▶ [SELECTED EXCERPT]:
On 05/16/2014 02:29 AM, Santosh Shilimkar wrote:
> Alex,
> Please give a try with your test-case and see if you still see the hang.
> Am just curious about your issue and hence the request..

there is no test case. I just patched your patches, then boot new
kernel, system quickly to hang without any serial port oops, I am using
pandaES/ubuntu.

Santosh Shilimkar May 16, 2014, 1:43 p.m. UTC | #2

Tony,

On Thursday 15 May 2014 02:29 PM, Santosh Shilimkar wrote:
> On Thursday 15 May 2014 01:54 PM, Santosh Shilimkar wrote:
>> On Thursday 15 May 2014 01:50 PM, Daniel Lezcano wrote:
>>> On 05/15/2014 07:03 PM, Santosh Shilimkar wrote:
> 
> [..]
> 
>>>>> With above mentioned change, it should work. Other alternatives is OMAP4 driver does
>>>>> its won registration where it can start the timer. The way it was before the
>>>>> consolidation.
>>>>>
>>>>> Ofcourse if you have better fix, then great.
>>>>>
>>>> What is your suggestion. We *must* fix the regression asap. I think
>>>> $subject patch with an update to bctimer start under CPUIDLE_FLAG_COUPLED
>>>> seems a good way forward.
>>>>
>>>> Do let me know.
>>>
>>> Did you see Alex Shi's email [cc'ed] ? Reverting this change makes the panda ES to hang.
>>>
>> The hang is definitely due to the bctimer not started. As I said, I assumed it was and
>> then you corrected saying it is under the flag.
>>
>>> I am not convinced the culprit is this code you are trying to revert.
>>>
>> fair enough. Thats why I said if you have an alternative fix thats great.

▶ [BRIEF 1]:
From the thread excerpt, reproduce word for word the passage that begins at the words "On 05/16/2014 02:29" and stops after the words "hence the request..".

▶ [EXERCISE INPUTS]:
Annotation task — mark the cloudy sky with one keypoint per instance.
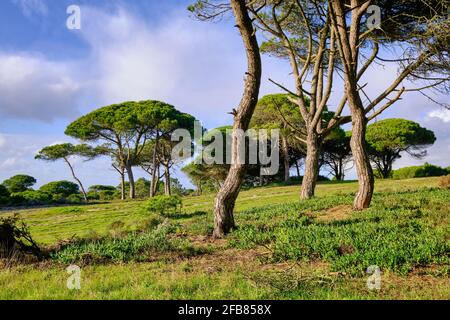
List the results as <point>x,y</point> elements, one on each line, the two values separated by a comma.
<point>134,50</point>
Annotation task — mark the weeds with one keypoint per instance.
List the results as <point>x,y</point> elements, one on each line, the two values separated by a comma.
<point>411,235</point>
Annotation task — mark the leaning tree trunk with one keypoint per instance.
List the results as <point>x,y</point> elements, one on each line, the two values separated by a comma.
<point>122,184</point>
<point>362,162</point>
<point>77,180</point>
<point>226,198</point>
<point>285,148</point>
<point>154,182</point>
<point>131,181</point>
<point>167,189</point>
<point>311,165</point>
<point>155,168</point>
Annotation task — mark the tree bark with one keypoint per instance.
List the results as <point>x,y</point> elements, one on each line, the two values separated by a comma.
<point>226,198</point>
<point>287,167</point>
<point>77,180</point>
<point>122,184</point>
<point>155,168</point>
<point>311,165</point>
<point>362,161</point>
<point>167,189</point>
<point>131,181</point>
<point>154,181</point>
<point>297,167</point>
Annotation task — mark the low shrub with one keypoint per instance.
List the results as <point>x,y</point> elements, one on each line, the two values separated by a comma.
<point>163,205</point>
<point>427,170</point>
<point>397,233</point>
<point>444,182</point>
<point>135,246</point>
<point>16,240</point>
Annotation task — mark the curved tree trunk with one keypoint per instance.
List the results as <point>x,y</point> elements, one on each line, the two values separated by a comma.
<point>167,189</point>
<point>285,148</point>
<point>122,184</point>
<point>131,181</point>
<point>77,180</point>
<point>154,181</point>
<point>226,198</point>
<point>311,165</point>
<point>362,161</point>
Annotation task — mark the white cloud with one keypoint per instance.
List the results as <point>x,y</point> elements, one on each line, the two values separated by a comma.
<point>443,114</point>
<point>198,67</point>
<point>31,87</point>
<point>30,7</point>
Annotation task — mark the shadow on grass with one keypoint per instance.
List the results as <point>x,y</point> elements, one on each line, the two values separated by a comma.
<point>183,216</point>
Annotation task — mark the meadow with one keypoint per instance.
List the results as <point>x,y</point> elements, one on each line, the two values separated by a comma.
<point>283,248</point>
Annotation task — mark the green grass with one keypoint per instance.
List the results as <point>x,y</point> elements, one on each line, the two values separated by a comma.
<point>282,249</point>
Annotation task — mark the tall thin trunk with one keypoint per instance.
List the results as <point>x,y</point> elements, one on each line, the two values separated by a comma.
<point>226,198</point>
<point>297,167</point>
<point>340,176</point>
<point>77,180</point>
<point>122,184</point>
<point>155,181</point>
<point>311,165</point>
<point>155,168</point>
<point>167,189</point>
<point>131,181</point>
<point>285,148</point>
<point>362,161</point>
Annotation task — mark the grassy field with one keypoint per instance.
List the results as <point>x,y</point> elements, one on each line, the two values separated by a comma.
<point>282,249</point>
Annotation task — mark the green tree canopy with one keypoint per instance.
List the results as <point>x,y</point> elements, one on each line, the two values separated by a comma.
<point>126,127</point>
<point>61,188</point>
<point>19,183</point>
<point>66,150</point>
<point>388,138</point>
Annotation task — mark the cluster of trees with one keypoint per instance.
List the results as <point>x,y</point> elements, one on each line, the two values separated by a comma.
<point>17,191</point>
<point>322,40</point>
<point>386,141</point>
<point>132,134</point>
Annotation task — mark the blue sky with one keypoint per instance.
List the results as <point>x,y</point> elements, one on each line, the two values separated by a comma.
<point>130,50</point>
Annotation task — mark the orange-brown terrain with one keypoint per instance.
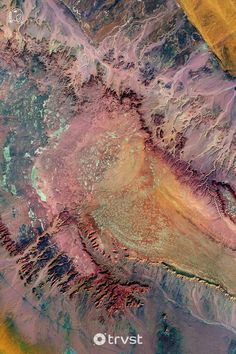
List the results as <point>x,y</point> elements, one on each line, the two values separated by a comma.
<point>117,177</point>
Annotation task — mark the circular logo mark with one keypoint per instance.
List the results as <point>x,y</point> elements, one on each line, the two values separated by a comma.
<point>99,339</point>
<point>15,15</point>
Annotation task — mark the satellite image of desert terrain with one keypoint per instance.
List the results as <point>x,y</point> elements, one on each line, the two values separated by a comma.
<point>118,177</point>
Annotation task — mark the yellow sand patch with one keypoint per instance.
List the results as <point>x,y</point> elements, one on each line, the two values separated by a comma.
<point>216,21</point>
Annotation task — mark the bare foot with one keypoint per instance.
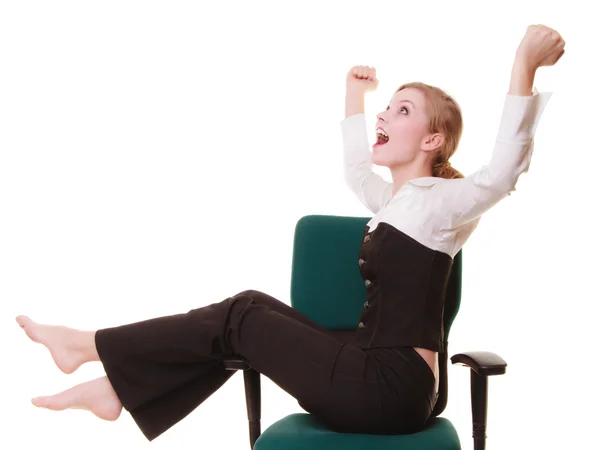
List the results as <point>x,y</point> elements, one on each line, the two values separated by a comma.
<point>96,396</point>
<point>69,348</point>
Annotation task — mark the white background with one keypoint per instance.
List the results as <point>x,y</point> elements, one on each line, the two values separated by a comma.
<point>155,157</point>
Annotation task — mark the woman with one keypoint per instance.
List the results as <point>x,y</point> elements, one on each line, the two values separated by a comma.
<point>384,378</point>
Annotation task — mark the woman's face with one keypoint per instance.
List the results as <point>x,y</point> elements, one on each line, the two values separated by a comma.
<point>403,129</point>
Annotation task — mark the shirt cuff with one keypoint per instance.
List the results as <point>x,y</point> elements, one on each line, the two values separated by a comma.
<point>521,115</point>
<point>355,139</point>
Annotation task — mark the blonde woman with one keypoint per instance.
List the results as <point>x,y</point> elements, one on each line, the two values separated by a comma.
<point>383,379</point>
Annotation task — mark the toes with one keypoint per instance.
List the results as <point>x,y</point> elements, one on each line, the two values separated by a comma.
<point>23,321</point>
<point>40,402</point>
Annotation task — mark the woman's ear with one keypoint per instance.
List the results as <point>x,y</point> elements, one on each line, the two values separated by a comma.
<point>432,142</point>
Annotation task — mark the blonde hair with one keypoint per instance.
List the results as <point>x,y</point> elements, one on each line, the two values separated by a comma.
<point>445,118</point>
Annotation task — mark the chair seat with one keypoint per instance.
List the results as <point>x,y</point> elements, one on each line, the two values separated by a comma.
<point>302,431</point>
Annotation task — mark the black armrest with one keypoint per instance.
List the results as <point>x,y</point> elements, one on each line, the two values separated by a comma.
<point>253,397</point>
<point>483,363</point>
<point>235,363</point>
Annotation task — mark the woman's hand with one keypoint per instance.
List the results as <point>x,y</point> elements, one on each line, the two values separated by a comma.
<point>359,81</point>
<point>541,46</point>
<point>362,79</point>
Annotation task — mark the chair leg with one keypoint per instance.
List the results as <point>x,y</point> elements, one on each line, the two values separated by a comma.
<point>479,409</point>
<point>252,387</point>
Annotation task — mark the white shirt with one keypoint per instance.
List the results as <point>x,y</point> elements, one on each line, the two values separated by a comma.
<point>440,213</point>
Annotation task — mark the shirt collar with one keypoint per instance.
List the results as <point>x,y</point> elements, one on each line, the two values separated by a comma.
<point>425,181</point>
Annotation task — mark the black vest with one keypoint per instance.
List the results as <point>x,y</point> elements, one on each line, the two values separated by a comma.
<point>406,288</point>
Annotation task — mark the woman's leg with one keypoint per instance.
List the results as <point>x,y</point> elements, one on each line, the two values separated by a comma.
<point>69,347</point>
<point>161,369</point>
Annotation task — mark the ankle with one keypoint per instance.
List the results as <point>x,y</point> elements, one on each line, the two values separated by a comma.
<point>87,345</point>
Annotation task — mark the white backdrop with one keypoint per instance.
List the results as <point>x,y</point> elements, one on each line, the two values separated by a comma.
<point>155,157</point>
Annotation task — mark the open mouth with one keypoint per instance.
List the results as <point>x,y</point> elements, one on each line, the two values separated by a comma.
<point>382,136</point>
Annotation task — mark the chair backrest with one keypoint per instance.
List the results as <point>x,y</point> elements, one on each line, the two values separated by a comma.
<point>327,285</point>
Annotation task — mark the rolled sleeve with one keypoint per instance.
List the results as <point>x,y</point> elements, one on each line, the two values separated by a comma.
<point>465,199</point>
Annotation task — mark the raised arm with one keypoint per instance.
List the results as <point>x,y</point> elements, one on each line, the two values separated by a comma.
<point>370,188</point>
<point>463,200</point>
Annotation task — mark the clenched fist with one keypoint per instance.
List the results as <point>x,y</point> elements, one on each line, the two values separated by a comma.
<point>541,46</point>
<point>362,79</point>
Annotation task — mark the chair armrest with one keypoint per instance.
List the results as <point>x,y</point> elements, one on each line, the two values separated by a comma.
<point>482,363</point>
<point>235,363</point>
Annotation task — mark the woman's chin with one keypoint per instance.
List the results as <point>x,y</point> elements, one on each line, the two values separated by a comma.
<point>376,154</point>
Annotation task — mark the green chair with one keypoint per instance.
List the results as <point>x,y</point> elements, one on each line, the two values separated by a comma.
<point>327,286</point>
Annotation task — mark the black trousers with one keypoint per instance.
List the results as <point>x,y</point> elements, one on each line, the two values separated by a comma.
<point>163,368</point>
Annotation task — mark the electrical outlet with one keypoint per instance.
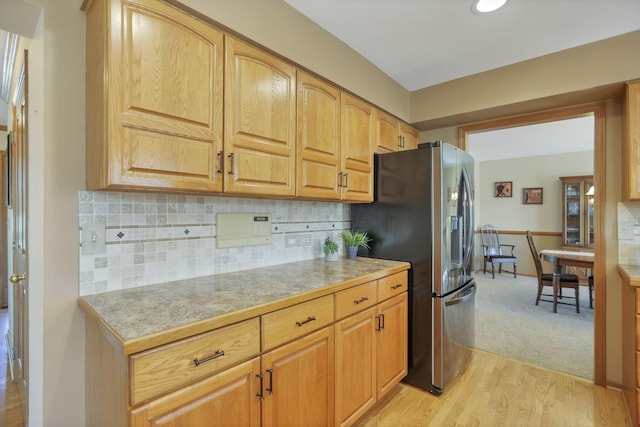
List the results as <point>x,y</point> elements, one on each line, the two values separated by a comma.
<point>291,242</point>
<point>305,240</point>
<point>93,239</point>
<point>625,231</point>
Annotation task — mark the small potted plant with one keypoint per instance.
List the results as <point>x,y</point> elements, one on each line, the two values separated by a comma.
<point>330,249</point>
<point>353,239</point>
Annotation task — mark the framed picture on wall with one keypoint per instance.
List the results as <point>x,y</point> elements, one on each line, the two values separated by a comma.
<point>502,189</point>
<point>532,196</point>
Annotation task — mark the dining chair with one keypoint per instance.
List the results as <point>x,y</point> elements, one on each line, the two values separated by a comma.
<point>570,281</point>
<point>493,250</point>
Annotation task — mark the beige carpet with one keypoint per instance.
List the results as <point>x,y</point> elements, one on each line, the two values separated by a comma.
<point>509,323</point>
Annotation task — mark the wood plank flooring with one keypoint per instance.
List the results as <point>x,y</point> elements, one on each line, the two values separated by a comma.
<point>10,407</point>
<point>496,391</point>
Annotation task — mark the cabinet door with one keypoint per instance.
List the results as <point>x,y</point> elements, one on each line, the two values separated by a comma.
<point>578,212</point>
<point>164,100</point>
<point>299,382</point>
<point>356,150</point>
<point>392,343</point>
<point>229,396</point>
<point>260,119</point>
<point>318,138</point>
<point>631,143</point>
<point>573,214</point>
<point>409,137</point>
<point>387,133</point>
<point>355,366</point>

▶ [BRIEF 2]:
Format as a numbered list the lines of the listing that begin at the line containing "Annotation task — mark the framed" and stop after the line containing "<point>493,250</point>", both included. Leave out blank lines.

▶ [CORRECT OUTPUT 1]:
On 05/16/2014 02:29 AM, Santosh Shilimkar wrote:
> Alex,
> Please give a try with your test-case and see if you still see the hang.
> Am just curious about your issue and hence the request..

▶ [CORRECT OUTPUT 2]:
1. Annotation task — mark the framed picture on wall with one keypoint per instance.
2. List the results as <point>x,y</point> elements, one on each line, the two values separated by a comma.
3. <point>502,189</point>
4. <point>532,196</point>
5. Annotation task — mark the dining chair with one keypoint per instance.
6. List the results as <point>x,y</point> elements, one on each line, the two values separated by a comma.
7. <point>570,281</point>
8. <point>493,250</point>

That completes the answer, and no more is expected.